#### [Problem details]
Rewrite the entries below from the line containing "[locate] wildflower cluster (one dot each)" through the end of the entries, keeping every line, and add 131 to each number in the point coordinates. Leave out the pictures.

#### [Supplied material]
········

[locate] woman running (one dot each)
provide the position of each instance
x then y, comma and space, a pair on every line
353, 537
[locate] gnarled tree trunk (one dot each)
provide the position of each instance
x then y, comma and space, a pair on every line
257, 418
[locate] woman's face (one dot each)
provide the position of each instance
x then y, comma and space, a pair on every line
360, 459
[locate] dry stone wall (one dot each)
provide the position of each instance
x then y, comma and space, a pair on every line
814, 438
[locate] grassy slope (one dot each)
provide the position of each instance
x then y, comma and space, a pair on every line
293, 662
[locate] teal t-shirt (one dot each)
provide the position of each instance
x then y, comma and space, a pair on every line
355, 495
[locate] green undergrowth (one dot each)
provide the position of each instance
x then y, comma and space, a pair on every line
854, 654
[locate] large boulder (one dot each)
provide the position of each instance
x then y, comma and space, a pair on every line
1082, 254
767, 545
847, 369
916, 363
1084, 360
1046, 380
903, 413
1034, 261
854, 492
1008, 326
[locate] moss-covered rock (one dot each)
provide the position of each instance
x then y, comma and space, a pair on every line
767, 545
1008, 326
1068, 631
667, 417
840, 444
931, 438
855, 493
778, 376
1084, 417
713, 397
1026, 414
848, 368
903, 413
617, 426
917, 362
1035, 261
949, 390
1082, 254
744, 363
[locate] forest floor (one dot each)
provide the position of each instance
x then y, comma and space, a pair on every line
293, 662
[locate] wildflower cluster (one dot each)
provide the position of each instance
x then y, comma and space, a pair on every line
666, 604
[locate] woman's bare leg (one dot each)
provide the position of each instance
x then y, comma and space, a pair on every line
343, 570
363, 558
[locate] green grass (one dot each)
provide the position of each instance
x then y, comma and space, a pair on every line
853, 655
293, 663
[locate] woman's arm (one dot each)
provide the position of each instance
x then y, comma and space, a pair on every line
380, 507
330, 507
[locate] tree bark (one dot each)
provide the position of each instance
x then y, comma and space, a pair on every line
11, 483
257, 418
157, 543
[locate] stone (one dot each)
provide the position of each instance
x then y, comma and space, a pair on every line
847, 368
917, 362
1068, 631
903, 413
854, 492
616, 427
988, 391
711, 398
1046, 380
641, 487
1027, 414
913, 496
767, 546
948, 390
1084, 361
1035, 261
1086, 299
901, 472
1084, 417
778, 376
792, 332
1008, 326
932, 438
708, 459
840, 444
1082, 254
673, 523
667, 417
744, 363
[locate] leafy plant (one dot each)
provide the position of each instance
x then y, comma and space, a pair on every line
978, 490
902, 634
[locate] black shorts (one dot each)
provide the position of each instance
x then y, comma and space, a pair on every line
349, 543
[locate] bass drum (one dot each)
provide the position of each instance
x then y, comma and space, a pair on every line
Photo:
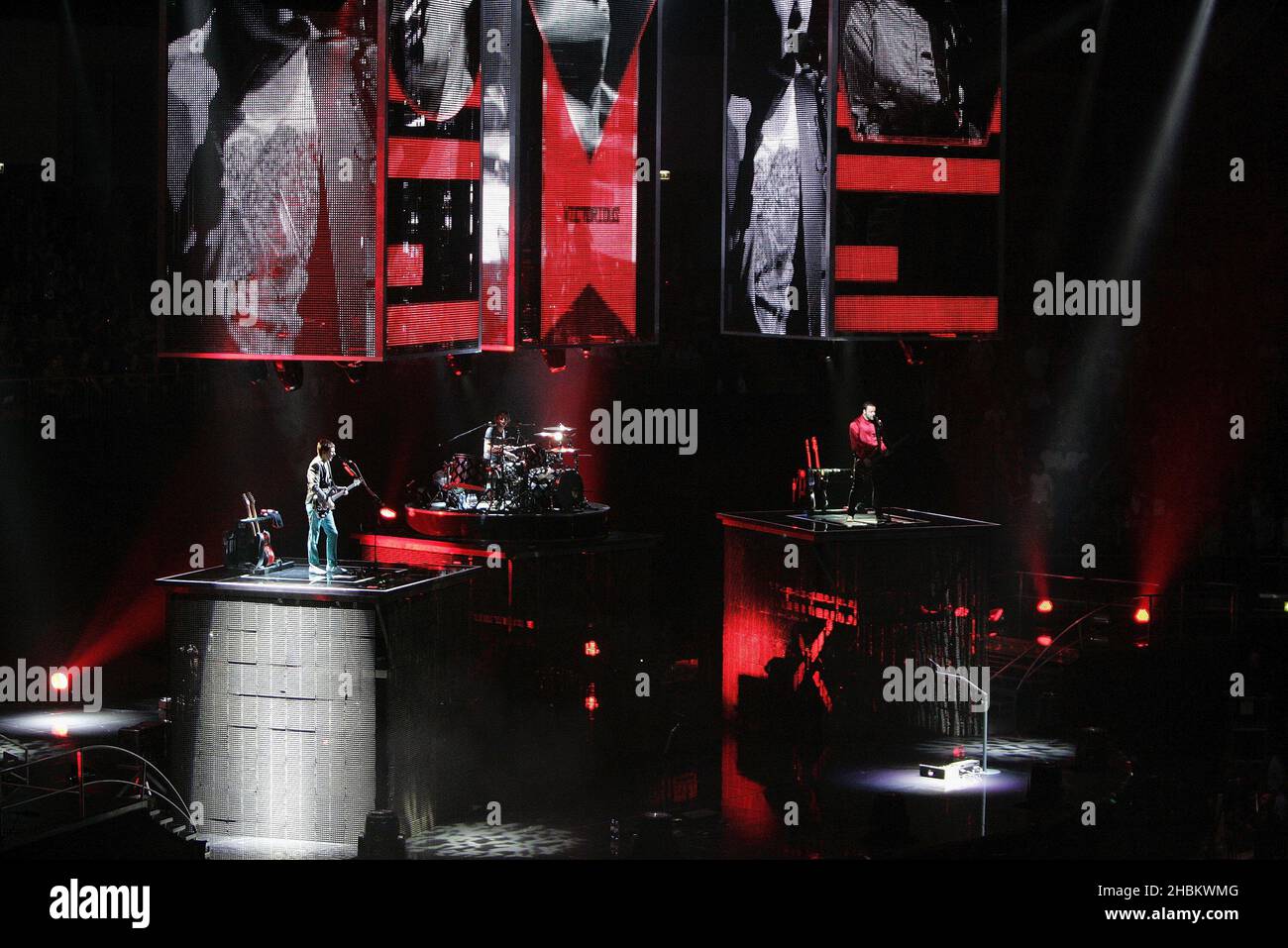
567, 491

········

#### [The answer]
[locate] wildflower cluster (one dot each)
provide the position of each instance
x then y, comma and space, a pair on every line
797, 735
[locate] woman's bare leg (one dot each)
provide the position of each instance
x then y, comma and space, a pair on every line
474, 701
494, 689
[locate] green grass (one dot each)
provide the position of each instance
x then y, comma and space, a pair on every line
984, 786
424, 794
[locate] woman's arm (one dot each)
provide the position of each instance
x then y, comma and space, a pair on every line
511, 638
461, 638
[locate] tree bark (one dot each)
provide the position of each instance
x then y, comma and space, a pair on every line
142, 614
388, 549
288, 674
[locate] stone (one dot each)
provide the position of each instance
x then y, comma and space, a pair on every line
978, 499
1048, 493
1199, 762
1034, 544
985, 623
747, 558
1119, 522
842, 529
1177, 511
772, 618
1158, 545
1044, 627
898, 677
1079, 521
1215, 492
1166, 392
1217, 430
1032, 603
1215, 548
909, 507
923, 463
1139, 457
1063, 569
839, 590
971, 575
1213, 385
804, 654
798, 548
875, 494
[locate] leafy plant (one dot each)
provide the position of each instance
x then y, comma and space, a pair on every line
1109, 621
1033, 765
[locate] black shorts (one dot each)
provide the position of each instance
x then y, comma and space, a pair on every line
480, 674
[locate] bass drum (one dot each)
provide the position of each instance
x then y, comma and space, a pair on every line
Photo:
698, 622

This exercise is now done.